Start of Records shown

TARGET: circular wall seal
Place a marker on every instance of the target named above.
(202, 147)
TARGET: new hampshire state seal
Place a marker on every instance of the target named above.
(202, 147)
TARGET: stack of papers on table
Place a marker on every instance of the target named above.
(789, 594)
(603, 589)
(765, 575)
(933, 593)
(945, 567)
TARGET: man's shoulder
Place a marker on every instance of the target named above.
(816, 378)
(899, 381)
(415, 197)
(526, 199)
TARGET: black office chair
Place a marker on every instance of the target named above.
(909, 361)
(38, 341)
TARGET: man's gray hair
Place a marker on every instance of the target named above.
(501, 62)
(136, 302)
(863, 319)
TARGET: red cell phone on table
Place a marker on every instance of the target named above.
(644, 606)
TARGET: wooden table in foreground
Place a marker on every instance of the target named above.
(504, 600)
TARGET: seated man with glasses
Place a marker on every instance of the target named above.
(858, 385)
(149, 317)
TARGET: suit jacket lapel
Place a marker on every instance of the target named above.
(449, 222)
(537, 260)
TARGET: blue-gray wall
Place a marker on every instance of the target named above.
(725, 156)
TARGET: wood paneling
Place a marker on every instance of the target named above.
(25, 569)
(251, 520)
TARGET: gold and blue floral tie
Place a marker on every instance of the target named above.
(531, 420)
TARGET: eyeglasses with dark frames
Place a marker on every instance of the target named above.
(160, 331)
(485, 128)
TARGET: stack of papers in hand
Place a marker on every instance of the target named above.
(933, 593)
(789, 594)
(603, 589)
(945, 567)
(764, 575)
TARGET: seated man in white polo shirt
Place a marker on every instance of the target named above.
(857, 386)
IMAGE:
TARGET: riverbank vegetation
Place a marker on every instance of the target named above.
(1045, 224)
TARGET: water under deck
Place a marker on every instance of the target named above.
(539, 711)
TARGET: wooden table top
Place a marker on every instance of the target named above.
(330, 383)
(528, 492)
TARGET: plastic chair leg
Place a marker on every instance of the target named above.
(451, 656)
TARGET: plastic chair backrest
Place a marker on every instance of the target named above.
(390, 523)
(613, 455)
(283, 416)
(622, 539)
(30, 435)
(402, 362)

End of Records shown

## Your goal
Find the word "stack" in the entries above, then copy each line that holds it.

## Response to the exercise
TARGET: stack of papers on table
TARGET: stack of papers in hand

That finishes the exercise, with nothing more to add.